**Provided material:**
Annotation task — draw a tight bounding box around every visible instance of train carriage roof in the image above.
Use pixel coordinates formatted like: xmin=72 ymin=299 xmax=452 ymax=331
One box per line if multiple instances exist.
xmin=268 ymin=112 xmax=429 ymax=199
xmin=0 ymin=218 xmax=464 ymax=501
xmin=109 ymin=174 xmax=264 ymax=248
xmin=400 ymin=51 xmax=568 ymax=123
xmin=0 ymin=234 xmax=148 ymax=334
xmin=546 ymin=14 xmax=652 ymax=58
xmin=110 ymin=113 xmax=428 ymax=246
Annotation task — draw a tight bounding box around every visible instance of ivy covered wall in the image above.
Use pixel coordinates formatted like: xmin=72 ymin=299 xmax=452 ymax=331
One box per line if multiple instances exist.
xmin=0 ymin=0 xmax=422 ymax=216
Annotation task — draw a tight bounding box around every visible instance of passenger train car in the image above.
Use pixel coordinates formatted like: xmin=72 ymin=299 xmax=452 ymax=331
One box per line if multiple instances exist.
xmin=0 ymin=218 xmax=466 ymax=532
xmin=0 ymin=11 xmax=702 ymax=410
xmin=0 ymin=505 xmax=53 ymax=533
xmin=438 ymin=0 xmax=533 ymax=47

==

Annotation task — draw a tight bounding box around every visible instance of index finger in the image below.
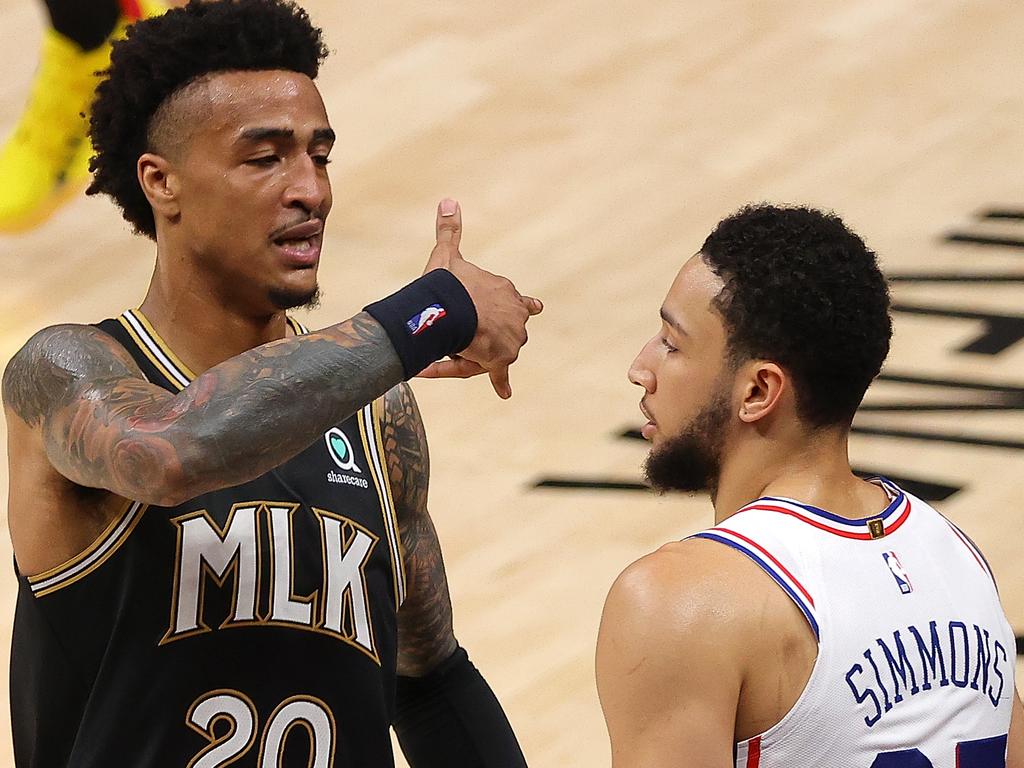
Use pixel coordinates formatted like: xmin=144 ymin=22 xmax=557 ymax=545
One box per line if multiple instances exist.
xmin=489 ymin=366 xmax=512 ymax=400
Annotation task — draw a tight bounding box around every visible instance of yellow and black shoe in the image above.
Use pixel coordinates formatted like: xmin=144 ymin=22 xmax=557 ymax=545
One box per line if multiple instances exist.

**Task goal:**
From the data, list each line in which the string "Annotation" appears.

**Reply to the exercise:**
Annotation task — draw a tight bounding box around every visible instance of train carriage roof in the image above.
Annotation task — draw a tight bounding box around every visible instance of ivy covered wall in the image above.
Annotation task — draw a tight bounding box around every visible instance of passenger train car in the image above.
Annotation task — draw a tight bounding box around every visible instance of index finger in the image below.
Annotation task — draw a tight bounding box around every visible instance of yellow and black shoe in the image above.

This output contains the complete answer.